Exercise objective | Revise the lines from the line with "Find the woman's face;" to the line with "MULTIPOLYGON (((70 91, 74", putting "child's" in place of "woman's" and keeping everything else the same.

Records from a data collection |

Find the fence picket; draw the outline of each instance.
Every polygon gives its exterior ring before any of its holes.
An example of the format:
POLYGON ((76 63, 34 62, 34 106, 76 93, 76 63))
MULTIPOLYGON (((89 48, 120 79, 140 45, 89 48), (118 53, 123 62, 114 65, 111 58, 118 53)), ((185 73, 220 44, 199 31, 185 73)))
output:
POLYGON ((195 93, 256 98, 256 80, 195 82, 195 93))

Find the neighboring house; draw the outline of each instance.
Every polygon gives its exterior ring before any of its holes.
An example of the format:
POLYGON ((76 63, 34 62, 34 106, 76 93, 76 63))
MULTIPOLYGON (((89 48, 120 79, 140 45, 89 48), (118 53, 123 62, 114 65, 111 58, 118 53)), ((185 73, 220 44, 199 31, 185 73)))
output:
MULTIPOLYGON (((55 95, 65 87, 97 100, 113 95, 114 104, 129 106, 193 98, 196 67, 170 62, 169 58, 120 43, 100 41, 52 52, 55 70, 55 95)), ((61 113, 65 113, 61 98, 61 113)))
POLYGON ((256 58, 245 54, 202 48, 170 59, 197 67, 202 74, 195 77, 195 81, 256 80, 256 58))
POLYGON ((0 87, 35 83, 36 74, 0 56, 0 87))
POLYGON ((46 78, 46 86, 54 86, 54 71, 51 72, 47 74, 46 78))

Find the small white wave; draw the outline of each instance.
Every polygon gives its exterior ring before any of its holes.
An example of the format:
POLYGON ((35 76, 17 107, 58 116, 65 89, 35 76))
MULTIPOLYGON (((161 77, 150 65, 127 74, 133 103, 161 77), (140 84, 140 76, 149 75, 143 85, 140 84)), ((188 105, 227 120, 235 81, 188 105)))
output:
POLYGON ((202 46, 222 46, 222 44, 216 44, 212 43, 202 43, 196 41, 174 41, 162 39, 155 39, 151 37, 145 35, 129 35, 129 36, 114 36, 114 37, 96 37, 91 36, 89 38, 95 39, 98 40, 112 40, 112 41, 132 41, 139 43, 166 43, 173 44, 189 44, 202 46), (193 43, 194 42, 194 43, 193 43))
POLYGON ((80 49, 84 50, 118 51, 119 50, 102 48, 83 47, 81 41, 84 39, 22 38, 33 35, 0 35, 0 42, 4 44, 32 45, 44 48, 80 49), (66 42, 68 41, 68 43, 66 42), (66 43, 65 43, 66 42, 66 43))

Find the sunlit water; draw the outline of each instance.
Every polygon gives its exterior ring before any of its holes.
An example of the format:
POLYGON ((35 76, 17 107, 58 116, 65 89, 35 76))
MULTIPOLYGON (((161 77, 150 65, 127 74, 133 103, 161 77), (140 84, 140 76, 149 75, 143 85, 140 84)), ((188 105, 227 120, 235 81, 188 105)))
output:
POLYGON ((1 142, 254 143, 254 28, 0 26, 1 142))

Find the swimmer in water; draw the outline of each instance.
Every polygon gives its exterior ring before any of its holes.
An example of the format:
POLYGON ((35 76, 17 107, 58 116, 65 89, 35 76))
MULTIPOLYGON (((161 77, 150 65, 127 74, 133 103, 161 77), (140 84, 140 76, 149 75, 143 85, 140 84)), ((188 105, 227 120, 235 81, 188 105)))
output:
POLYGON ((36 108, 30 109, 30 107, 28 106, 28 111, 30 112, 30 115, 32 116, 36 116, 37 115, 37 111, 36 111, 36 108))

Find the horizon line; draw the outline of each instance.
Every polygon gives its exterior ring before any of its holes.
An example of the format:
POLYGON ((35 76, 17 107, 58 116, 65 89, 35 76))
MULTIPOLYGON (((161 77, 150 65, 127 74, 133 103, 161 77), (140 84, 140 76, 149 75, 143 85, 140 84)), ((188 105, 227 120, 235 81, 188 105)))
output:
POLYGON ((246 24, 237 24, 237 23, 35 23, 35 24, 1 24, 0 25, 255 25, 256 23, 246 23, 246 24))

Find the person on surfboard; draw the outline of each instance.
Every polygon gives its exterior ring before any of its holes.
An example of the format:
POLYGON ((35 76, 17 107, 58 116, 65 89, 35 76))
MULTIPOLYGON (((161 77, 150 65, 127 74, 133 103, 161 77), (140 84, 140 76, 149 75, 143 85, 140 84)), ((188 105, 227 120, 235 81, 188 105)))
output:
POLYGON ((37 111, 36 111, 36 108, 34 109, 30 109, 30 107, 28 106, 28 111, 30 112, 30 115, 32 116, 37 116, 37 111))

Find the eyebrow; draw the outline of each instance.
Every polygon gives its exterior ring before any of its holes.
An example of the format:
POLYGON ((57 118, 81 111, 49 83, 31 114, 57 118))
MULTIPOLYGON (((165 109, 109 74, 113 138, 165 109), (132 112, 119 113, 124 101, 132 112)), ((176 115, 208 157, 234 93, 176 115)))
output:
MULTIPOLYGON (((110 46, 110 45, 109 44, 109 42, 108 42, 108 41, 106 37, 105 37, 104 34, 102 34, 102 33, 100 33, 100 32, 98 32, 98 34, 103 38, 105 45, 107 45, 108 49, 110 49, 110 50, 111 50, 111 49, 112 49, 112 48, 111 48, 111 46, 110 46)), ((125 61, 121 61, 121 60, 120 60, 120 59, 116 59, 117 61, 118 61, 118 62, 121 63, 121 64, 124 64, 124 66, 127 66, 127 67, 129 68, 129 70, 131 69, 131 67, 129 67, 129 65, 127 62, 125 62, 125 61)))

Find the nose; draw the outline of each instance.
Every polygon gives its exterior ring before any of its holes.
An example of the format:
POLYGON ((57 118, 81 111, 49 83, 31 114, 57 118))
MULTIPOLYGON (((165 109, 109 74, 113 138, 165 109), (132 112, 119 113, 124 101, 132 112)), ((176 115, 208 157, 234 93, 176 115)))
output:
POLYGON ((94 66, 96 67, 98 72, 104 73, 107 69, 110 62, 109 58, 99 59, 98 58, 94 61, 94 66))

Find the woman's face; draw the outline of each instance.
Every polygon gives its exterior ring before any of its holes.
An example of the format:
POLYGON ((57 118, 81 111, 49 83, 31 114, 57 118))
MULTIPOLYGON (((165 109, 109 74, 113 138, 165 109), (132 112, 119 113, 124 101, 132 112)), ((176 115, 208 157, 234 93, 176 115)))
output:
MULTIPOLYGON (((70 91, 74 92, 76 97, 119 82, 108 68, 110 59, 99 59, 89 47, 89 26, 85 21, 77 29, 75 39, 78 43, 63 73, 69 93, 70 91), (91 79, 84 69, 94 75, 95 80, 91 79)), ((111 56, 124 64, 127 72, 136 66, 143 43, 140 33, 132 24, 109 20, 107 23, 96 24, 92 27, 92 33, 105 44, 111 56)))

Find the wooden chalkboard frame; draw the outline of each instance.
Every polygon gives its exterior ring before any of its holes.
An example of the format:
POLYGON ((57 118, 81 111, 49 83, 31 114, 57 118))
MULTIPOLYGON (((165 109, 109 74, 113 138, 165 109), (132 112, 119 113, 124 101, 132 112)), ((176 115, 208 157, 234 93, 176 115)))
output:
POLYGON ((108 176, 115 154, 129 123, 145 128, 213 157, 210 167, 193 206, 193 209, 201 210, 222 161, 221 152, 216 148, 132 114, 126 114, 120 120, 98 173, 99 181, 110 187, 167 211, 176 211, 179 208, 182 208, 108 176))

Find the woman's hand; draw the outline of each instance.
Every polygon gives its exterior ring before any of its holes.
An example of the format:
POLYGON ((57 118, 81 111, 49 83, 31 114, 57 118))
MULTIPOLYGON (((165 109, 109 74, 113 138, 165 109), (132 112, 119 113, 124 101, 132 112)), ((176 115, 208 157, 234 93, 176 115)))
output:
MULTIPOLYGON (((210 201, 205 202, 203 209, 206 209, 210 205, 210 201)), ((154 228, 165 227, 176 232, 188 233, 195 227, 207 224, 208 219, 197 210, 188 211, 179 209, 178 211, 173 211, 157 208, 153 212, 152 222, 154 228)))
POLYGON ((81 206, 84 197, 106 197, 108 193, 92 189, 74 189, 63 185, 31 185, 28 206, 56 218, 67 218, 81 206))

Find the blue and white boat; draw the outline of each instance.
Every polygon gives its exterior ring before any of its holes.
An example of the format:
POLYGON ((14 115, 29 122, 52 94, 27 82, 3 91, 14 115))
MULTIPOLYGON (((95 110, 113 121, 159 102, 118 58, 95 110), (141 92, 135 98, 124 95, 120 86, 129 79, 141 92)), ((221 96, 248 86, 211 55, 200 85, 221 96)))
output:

Correct response |
Find the child's face; draw the outline of each instance.
Every polygon gives its exterior ring before any of its holes.
An example of the format:
POLYGON ((57 118, 81 111, 49 83, 31 114, 57 118))
MULTIPOLYGON (((165 109, 109 74, 113 138, 165 109), (132 112, 119 113, 124 101, 132 112)), ((176 115, 208 157, 234 93, 176 115)))
output:
MULTIPOLYGON (((70 91, 74 92, 76 97, 119 82, 108 68, 110 59, 99 59, 89 47, 89 26, 85 21, 77 29, 75 39, 78 43, 63 73, 69 93, 70 91), (91 79, 84 69, 94 75, 95 80, 91 79)), ((111 56, 124 64, 127 72, 136 66, 143 43, 140 33, 132 24, 109 20, 107 23, 96 24, 92 27, 92 33, 105 44, 111 56)))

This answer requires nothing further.